Write the entries below as a JSON list of strings, from the first line up to and including the line that contains "[(720, 343), (646, 234)]". Use one string per line and leave out blank lines.

Dataset items
[START]

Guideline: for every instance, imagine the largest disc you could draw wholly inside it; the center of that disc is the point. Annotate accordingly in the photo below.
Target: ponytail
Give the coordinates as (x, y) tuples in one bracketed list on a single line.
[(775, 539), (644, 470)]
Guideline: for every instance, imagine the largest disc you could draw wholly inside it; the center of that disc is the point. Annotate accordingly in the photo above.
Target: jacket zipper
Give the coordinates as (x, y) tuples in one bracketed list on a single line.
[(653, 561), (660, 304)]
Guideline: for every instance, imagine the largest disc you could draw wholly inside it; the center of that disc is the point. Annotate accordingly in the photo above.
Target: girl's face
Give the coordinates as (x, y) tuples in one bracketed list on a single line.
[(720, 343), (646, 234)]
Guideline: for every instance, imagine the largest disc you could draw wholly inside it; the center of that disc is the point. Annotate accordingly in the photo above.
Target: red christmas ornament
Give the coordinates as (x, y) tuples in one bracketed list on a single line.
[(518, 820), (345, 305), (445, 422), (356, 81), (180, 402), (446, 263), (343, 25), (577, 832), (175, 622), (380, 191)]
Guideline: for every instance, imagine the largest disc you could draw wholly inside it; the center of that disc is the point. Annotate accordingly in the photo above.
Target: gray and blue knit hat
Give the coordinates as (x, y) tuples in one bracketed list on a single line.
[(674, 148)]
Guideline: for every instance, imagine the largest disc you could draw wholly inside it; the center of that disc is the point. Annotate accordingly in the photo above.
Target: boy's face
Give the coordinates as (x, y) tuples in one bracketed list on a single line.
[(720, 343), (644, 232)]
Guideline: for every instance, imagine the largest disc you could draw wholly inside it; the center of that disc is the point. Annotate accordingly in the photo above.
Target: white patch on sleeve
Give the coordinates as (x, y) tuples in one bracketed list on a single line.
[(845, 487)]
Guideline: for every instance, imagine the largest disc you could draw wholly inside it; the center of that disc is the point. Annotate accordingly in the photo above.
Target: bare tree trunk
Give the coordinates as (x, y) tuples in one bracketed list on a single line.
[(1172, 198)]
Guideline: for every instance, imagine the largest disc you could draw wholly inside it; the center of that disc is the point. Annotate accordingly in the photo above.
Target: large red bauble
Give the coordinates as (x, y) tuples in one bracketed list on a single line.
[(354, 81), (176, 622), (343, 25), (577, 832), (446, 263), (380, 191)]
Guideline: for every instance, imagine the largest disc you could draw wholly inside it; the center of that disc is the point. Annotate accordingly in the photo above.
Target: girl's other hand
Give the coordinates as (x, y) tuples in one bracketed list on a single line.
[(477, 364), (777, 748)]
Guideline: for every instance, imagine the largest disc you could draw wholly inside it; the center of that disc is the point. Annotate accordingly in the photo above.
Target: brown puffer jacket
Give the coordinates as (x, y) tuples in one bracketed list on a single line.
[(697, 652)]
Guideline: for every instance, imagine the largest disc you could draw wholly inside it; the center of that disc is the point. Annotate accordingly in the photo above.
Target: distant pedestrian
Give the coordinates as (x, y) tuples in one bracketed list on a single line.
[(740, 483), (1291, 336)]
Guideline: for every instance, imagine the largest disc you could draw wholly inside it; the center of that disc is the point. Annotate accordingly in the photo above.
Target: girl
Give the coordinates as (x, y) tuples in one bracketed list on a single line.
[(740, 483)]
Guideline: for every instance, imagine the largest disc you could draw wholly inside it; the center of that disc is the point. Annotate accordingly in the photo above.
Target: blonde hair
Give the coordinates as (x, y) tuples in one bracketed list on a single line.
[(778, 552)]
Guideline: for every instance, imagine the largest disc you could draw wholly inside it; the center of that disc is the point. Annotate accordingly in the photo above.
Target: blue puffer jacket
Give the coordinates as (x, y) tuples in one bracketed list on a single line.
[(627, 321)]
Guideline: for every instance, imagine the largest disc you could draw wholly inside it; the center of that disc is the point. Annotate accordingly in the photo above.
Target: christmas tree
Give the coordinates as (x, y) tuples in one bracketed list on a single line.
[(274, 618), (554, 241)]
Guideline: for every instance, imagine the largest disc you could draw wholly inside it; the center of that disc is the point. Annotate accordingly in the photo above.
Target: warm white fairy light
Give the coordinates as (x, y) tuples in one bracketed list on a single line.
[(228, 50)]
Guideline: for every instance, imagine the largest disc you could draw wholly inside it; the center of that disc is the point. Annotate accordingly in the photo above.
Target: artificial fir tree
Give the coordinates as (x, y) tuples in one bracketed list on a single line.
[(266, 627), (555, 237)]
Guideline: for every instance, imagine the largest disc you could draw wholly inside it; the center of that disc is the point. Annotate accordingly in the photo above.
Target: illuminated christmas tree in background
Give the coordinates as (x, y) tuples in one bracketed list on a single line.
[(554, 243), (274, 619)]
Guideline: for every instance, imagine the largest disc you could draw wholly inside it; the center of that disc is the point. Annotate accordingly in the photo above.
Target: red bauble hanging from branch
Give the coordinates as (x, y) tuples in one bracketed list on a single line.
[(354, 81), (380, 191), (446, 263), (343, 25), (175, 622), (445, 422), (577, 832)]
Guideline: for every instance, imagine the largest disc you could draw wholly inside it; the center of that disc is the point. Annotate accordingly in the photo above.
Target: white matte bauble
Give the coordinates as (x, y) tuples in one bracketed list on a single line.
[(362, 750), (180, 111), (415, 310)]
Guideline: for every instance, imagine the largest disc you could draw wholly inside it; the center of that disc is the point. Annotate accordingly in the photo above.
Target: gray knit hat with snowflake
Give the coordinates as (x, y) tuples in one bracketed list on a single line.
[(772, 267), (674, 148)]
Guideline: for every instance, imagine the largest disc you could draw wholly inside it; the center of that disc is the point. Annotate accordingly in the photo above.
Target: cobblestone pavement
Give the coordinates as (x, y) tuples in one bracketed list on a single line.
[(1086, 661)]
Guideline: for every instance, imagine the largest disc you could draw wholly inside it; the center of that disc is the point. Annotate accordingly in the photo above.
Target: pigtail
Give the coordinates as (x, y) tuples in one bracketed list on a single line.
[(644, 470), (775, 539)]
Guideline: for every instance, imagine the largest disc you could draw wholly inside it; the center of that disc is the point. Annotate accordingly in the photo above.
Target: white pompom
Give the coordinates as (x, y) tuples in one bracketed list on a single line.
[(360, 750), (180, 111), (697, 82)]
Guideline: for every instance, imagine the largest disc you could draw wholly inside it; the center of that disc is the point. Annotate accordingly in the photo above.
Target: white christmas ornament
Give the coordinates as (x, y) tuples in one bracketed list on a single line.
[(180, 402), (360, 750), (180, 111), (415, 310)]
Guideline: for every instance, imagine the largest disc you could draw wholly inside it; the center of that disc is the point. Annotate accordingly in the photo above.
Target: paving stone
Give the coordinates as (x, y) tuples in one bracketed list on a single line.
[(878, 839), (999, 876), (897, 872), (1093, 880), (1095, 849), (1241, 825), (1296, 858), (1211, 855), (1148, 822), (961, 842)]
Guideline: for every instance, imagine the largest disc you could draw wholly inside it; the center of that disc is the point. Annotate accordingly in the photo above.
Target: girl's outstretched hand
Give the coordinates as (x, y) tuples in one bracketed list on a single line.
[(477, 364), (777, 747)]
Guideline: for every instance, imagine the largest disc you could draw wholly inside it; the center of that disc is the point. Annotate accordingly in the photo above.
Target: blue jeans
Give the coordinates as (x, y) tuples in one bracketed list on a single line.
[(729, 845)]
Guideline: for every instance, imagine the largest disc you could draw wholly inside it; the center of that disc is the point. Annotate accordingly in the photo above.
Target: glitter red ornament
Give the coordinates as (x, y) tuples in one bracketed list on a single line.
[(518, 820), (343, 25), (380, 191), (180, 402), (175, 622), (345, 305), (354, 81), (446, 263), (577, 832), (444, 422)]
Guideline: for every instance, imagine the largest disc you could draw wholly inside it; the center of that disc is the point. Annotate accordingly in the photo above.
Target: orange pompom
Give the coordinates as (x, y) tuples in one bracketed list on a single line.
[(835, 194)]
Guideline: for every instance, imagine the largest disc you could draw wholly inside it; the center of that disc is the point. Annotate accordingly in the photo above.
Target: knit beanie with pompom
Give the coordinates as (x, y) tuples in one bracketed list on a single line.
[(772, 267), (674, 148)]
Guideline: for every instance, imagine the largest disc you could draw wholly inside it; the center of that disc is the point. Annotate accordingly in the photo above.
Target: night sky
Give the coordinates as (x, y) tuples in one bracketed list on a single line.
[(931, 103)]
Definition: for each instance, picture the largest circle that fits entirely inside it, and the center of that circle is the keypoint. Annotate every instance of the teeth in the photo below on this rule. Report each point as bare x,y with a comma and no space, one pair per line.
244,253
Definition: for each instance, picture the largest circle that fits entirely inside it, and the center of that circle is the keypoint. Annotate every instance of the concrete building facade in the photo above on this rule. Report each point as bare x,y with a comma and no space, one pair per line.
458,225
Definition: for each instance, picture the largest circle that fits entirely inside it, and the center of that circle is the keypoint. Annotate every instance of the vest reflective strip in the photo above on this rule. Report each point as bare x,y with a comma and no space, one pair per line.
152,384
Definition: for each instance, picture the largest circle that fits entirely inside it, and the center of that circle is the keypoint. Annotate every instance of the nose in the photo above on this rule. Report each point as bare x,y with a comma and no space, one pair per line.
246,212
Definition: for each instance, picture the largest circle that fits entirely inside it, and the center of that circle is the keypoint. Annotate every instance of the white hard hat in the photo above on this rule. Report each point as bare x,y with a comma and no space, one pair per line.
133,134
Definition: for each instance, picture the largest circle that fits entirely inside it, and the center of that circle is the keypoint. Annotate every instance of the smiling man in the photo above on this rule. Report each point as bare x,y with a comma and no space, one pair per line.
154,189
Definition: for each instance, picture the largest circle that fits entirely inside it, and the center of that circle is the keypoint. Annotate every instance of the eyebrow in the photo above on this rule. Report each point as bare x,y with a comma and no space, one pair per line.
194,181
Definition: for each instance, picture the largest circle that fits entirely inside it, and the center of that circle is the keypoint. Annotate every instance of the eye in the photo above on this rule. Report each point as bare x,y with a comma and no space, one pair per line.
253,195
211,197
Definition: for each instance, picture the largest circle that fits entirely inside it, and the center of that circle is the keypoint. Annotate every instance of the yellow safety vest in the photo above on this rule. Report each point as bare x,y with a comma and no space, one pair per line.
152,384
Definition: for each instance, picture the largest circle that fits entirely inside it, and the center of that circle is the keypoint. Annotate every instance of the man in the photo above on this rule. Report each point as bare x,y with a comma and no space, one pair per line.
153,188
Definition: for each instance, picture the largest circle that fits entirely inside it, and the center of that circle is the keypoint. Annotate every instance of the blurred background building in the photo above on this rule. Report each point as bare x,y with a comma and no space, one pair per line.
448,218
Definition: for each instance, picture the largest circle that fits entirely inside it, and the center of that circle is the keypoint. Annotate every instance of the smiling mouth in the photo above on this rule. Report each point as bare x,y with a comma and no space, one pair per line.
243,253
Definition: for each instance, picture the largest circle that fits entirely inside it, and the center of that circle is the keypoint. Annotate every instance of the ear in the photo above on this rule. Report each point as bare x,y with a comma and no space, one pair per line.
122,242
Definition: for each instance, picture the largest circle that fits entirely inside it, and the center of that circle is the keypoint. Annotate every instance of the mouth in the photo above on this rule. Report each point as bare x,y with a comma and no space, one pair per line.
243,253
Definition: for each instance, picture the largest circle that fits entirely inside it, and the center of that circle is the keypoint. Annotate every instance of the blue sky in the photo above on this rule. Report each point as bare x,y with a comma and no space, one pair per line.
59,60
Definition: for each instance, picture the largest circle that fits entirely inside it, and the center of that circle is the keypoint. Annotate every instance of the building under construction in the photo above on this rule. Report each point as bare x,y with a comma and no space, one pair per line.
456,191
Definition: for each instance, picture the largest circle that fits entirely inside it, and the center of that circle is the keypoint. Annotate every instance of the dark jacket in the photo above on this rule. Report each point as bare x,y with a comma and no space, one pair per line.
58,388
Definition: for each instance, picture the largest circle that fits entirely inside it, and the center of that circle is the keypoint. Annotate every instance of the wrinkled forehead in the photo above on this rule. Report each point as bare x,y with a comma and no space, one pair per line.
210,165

[END]

--- RESULT ---
[
  "Guideline: for every instance, imagine the largest disc you could draw wholly inside it; the center of that disc is the point. Annotate accordingly in the photo below.",
  "Target: ponytail",
  "Give the coordinates as (x, y) tuples in one bracketed list on a single line.",
  "[(775, 539), (644, 470)]",
  "Guideline: for every instance, imagine the largest disc you could draw wholly inside it; the center of that disc is the point. Annotate accordingly in the photo above.",
  "Target: jacket zipper",
  "Give the coordinates as (x, y) tuples in one bracketed list on a single line.",
  "[(653, 561), (660, 304)]",
  "Guideline: for every instance, imagine the largest disc you could draw wholly inside it; the center of that disc is the point. Annotate accordingly in the photo above.",
  "Target: girl's face",
  "Give the coordinates as (x, y) tuples in one bracketed list on a single line.",
  "[(720, 343), (646, 234)]"
]